>> Start ENTRIES
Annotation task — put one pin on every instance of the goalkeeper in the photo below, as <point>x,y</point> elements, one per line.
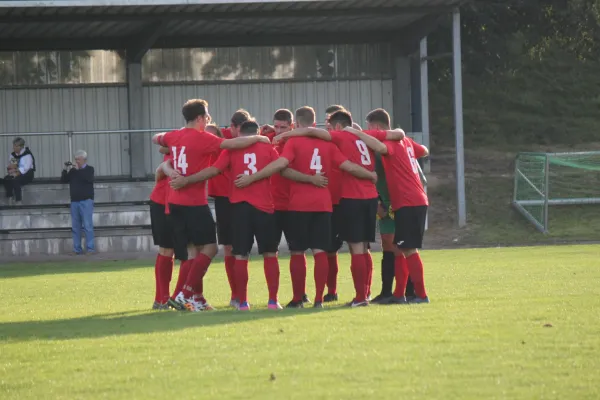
>> End ENTRIES
>> Start ENTRIES
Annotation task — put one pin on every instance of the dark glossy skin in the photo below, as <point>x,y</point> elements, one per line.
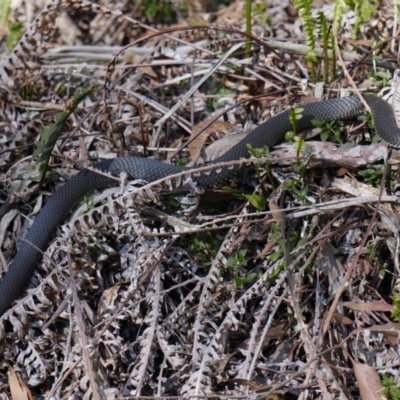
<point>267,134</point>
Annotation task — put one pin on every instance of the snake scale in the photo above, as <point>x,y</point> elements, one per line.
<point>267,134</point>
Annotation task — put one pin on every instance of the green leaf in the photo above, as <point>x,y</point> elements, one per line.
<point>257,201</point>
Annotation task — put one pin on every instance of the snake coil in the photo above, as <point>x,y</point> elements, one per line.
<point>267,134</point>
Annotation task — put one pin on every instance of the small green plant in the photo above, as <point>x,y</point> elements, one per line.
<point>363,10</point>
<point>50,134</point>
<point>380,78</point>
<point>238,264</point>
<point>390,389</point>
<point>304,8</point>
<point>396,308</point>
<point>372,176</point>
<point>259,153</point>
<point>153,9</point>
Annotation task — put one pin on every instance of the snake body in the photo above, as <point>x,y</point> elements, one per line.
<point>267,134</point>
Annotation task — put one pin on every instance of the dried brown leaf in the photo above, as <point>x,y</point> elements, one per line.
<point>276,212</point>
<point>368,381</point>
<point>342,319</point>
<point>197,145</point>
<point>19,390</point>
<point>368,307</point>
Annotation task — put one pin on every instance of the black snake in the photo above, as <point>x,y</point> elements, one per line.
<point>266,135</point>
>> End ENTRIES
>> Start ENTRIES
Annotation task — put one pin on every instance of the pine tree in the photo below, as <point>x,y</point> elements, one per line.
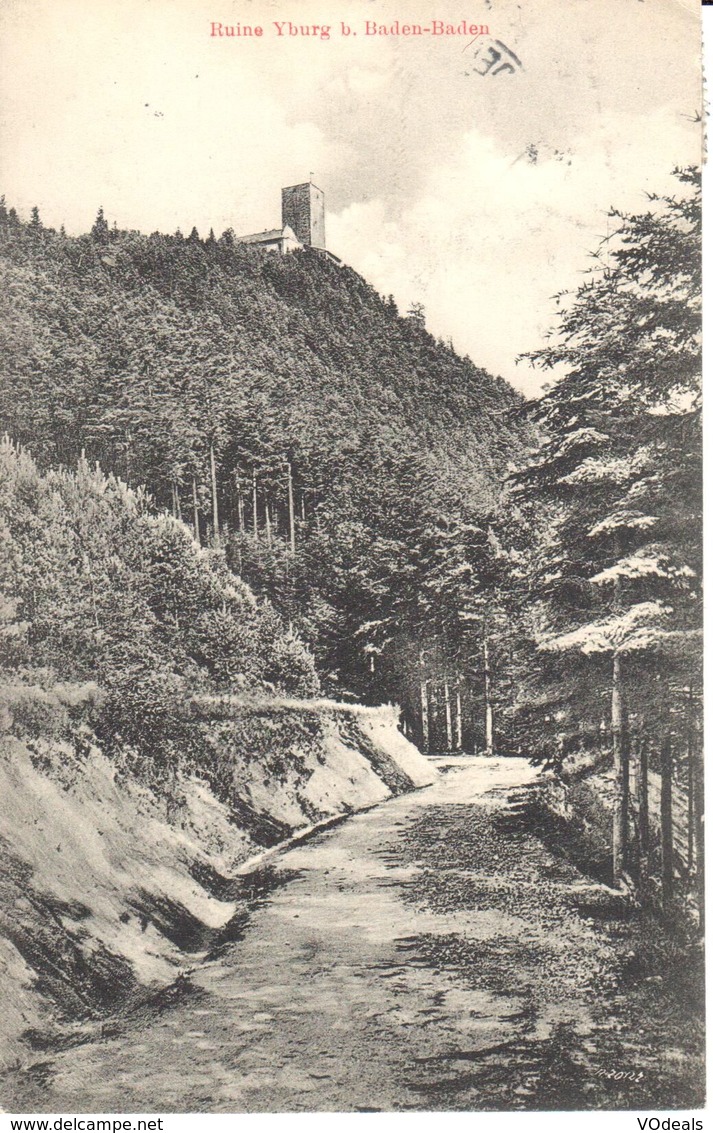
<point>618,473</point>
>> End ENTRIES
### PROBLEM TO WORK ON:
Print, verbatim, the lines of the listing above, starting at the line that contains "of the dried" and ending at the line that contains "<point>266,135</point>", with both of those lines included.

### RESULT OF THE EXERCISE:
Annotation task — put one pin on every instance of the dried brown leaf in the photo above, as <point>x,y</point> elements, one per line.
<point>276,212</point>
<point>368,381</point>
<point>342,319</point>
<point>197,145</point>
<point>19,390</point>
<point>368,307</point>
Annotation task — put one pin on every instance of the black snake in the photo above, as <point>x,y</point> elements, one per line.
<point>266,135</point>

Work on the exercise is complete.